30 November 2009
More than 6,000 sixth-formers and college students attended performances of a potentially life-saving film and theatre production, Safe Drive Stay Alive, in Buckinghamshire and Milton Keynes this month. The final one was held in High Wycombe on Friday.
The presentations explore the circumstances that can lead to a car crash and the consequences that follow. More than 2,800 young people saw the four performances at stadium:mk in Milton Keynes, and 3,600 saw the four performances at the Wycombe Swan Theatre.
The central theme is a film showing a group of young people involved in a collision on a night out. As the events unfold and members of the emergency services arrive on scene, real people step out on to the stage.
While the film is freeze-framed, the police officer, paramedic, firefighter or accident and emergency consultant then talks about what happens in real life, along with the medical implications and how seeing such trauma affects them personally.
The campaign is run by Thames Valley Police, Buckinghamshire Fire & Rescue Service, Oxfordshire Fire & Rescue Service, Royal Berkshire Fire & Rescue Service, South Central Ambulance Service, hospital accident and emergency staff, road safety officers and the Thames Valley Safer Roads Partnership.
Presentations included input from Watch Manager John Robinson from Buckingham Fire Station and Watch Manager Chris Firmin from Buckinghamshire Fire & Rescue Service’s training school in Haddenham, and parents whose children have died in car crashes locally in recent years.
Keith Wheeler, Buckinghamshire Fire & Rescue Service’s road safety manager, who has helped organise the presentations, said: “Many students were visibly moved by the productions. Hopefully the key safety messages will remain with them and help them to drive safely.”

____________________

In the report on the Safe Drive Stay Alive performances, reproduce the stretch from "While the film" through "Safer Roads Partnership." word for word. The data that comes next is separate material with no connection to the report on the Safe Drive Stay Alive performances.

> _ENTRIES SHOWN_
____________________

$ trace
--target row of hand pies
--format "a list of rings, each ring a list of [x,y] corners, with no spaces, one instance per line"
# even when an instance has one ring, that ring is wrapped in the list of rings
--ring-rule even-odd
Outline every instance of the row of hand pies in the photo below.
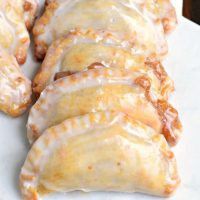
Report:
[[[169,196],[180,182],[174,90],[160,60],[169,0],[47,0],[33,28],[43,60],[20,174],[23,198],[120,191]]]

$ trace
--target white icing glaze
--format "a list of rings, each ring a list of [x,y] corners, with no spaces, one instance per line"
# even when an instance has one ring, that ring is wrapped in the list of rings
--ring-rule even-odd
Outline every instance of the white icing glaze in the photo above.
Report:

____________________

> _SOLUTION TO THIS PROBLEM_
While the film is freeze-framed, the police officer, paramedic, firefighter or accident and emergency consultant then talks about what happens in real life, along with the medical implications and how seeing such trauma affects them personally.
The campaign is run by Thames Valley Police, Buckinghamshire Fire & Rescue Service, Oxfordshire Fire & Rescue Service, Royal Berkshire Fire & Rescue Service, South Central Ambulance Service, hospital accident and emergency staff, road safety officers and the Thames Valley Safer Roads Partnership.